* PAGE
━━━━━━━━━━━━━━━━━━━━━━━━━━━━━━
Concernant l’hommage aux pauvres, vous avez une façon très significative d’appeler vos assistés : « Les seigneurs malades ». Vous leur donnez de la seigneurie, et c’est très beau. En les servant, vous servez Jésus. Peu avant sa passion, comme le rapportent les Évangiles (cf. Mt 26, 6-13 ; Jn 12, 1-8), il a également reçu de Marie de Béthanie un acte d’« hommage»: une onction d’huile parfumée de vrai nard, très précieuse. Le Christ a très bien accueilli ce geste et, face aux protestations indignées de ceux qui le considéraient comme un gaspillage, il a révélé le sens de cet acte d’amour, accompli en vue de son ensevelissement. Tout comme Marie à Béthanie a montré son obsequium envers le Seigneur, qui de riche s’est fait pauvre pour nous (cf. 2 Co 8, 9), nous aussi, ses disciples, sommes appelés à continuer à lui rendre hommage dans les pauvres, que — dit le Maître à cette occasion — nous avons toujours avec nous (cf. Jn 12, 8). Et nous sommes tenus de le faire avec amour et humilité, sans rhétorique ni ostentation.
━━━━━━━━━━━━━━━━━━━━━━━━━━━━━━
* EXTRAITS DU CORPUS
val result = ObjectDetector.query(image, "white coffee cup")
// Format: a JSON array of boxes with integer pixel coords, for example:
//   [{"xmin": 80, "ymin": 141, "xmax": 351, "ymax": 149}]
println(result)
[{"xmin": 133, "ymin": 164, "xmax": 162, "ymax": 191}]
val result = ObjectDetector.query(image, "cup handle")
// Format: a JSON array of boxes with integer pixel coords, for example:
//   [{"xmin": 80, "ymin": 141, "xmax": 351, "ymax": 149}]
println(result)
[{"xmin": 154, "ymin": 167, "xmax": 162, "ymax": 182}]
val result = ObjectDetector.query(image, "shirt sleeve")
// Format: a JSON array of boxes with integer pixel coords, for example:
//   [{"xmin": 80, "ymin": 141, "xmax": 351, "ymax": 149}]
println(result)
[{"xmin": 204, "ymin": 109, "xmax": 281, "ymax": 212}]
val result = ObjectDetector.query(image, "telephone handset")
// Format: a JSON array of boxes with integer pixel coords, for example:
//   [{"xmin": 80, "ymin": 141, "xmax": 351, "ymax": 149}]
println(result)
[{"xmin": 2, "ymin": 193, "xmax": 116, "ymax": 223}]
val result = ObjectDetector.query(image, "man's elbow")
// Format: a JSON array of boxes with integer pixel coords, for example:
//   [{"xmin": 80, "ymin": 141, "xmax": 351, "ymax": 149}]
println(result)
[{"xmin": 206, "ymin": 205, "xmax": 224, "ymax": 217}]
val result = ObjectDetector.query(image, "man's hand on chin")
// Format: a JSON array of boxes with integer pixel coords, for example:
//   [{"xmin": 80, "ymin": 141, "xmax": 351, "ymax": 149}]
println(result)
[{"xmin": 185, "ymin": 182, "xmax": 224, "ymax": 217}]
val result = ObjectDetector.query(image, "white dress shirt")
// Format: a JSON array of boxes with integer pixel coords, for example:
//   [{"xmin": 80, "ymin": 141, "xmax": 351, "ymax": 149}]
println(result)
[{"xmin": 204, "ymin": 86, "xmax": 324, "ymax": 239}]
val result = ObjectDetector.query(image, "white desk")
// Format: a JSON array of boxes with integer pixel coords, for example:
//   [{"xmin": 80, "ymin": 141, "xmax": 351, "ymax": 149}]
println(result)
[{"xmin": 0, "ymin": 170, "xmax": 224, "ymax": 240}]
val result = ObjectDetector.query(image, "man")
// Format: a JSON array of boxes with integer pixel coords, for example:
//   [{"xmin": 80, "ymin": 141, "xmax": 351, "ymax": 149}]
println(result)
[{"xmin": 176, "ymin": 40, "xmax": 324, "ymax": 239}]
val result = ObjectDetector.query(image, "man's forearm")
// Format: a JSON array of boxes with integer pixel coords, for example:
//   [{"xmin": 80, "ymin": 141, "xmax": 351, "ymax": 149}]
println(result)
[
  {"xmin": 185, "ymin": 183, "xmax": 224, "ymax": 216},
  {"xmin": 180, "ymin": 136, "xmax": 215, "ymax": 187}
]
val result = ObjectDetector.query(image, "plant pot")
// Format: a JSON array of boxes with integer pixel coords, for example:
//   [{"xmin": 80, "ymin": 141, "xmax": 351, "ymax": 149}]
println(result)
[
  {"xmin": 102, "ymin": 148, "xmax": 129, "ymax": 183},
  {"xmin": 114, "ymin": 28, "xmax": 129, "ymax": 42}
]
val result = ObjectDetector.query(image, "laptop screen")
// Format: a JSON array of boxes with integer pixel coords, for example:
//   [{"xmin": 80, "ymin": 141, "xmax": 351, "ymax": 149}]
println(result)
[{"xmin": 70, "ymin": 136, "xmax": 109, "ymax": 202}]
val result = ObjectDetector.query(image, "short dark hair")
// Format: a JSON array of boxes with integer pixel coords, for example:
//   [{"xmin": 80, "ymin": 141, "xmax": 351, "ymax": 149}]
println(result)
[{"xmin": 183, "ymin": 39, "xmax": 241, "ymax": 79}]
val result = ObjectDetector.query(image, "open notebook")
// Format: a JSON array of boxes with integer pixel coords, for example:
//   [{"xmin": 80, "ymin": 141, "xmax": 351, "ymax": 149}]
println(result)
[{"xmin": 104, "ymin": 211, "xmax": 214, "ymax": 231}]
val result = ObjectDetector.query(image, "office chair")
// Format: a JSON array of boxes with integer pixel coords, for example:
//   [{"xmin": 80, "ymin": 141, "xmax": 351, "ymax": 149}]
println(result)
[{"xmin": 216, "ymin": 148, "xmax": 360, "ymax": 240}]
━━━━━━━━━━━━━━━━━━━━━━━━━━━━━━
* CONSIGNE
Relevez toutes les références bibliques données entre parenthèses dans la page, dans leur ordre d'apparition.

* SOLUTION
- Mt 26, 6-13
- Jn 12, 1-8
- 2 Co 8, 9
- Jn 12, 8